* _WORK TO BE COMPLETED_
List each line in the records below that contains the word "foliage".

* _AVAILABLE DATA_
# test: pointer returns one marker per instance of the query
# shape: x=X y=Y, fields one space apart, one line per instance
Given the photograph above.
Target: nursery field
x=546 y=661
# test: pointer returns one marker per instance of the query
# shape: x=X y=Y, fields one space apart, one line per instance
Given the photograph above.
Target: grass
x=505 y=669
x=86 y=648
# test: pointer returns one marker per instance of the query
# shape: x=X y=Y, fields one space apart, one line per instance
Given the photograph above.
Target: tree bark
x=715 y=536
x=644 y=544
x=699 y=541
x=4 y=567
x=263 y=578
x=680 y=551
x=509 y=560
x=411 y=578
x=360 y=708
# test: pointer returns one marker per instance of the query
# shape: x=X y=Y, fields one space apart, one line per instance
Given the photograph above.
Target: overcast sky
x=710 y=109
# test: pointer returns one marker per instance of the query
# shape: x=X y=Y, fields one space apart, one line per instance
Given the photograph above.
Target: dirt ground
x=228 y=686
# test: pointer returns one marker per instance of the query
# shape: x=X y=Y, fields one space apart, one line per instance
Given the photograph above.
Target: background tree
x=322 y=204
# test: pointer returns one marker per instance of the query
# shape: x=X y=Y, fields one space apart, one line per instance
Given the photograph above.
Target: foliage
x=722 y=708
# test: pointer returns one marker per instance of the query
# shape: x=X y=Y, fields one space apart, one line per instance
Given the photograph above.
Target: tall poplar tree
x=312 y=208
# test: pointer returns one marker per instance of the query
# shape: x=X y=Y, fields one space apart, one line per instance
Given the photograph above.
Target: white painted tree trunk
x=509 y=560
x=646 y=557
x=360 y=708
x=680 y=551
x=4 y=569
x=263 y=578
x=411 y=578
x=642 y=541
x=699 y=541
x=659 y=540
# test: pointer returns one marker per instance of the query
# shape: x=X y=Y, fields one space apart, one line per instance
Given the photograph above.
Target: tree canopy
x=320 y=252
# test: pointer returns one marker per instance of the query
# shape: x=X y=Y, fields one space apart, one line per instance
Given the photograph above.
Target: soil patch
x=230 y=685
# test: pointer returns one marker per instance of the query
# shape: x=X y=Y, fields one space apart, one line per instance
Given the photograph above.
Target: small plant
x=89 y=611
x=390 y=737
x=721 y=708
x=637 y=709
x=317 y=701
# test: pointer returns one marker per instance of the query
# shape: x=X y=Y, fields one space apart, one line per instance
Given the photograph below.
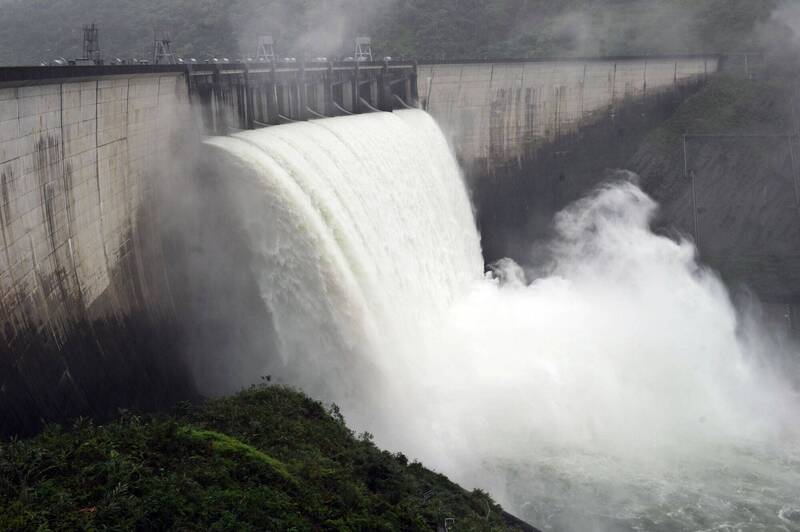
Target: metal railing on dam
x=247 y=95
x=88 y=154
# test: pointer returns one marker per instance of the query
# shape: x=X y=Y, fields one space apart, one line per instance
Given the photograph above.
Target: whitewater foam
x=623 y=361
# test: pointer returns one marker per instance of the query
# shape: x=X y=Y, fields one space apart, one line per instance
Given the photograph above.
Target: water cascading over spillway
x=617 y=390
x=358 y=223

* * *

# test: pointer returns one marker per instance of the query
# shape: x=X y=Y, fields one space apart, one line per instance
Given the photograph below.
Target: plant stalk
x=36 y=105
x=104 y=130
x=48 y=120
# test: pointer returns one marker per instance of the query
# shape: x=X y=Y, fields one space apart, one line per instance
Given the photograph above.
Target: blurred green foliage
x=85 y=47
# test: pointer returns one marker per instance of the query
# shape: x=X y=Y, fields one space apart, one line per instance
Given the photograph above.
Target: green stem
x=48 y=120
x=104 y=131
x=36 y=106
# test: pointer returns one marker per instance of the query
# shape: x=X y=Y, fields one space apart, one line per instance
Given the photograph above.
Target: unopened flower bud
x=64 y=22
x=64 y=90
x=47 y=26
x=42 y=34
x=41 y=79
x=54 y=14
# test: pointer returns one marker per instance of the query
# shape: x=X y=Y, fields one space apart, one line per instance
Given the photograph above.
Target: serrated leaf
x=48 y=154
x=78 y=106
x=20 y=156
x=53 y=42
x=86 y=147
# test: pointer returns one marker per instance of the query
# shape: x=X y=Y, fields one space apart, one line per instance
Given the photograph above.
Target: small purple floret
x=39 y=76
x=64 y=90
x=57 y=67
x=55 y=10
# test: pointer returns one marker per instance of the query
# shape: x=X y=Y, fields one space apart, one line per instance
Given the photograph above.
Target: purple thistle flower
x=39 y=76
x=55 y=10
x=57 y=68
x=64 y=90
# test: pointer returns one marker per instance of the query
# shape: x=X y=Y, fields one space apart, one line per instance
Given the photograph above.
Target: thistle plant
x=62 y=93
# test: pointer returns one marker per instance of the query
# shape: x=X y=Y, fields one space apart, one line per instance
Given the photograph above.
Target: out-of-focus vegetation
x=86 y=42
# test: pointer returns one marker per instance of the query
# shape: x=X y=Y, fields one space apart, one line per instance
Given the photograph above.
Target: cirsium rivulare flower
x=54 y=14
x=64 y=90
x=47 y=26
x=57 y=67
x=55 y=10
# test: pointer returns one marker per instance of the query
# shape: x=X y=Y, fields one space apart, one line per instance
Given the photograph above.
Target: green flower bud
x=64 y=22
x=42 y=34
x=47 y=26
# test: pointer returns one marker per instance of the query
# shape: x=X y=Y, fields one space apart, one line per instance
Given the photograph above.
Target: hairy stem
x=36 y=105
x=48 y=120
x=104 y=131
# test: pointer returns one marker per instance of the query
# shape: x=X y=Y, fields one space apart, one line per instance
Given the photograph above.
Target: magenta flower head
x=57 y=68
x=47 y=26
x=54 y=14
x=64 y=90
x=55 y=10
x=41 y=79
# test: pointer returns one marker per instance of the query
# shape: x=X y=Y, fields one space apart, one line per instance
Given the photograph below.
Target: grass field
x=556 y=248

* _RESPONSE BELOW_
Target: foliage
Target: blurred green foliage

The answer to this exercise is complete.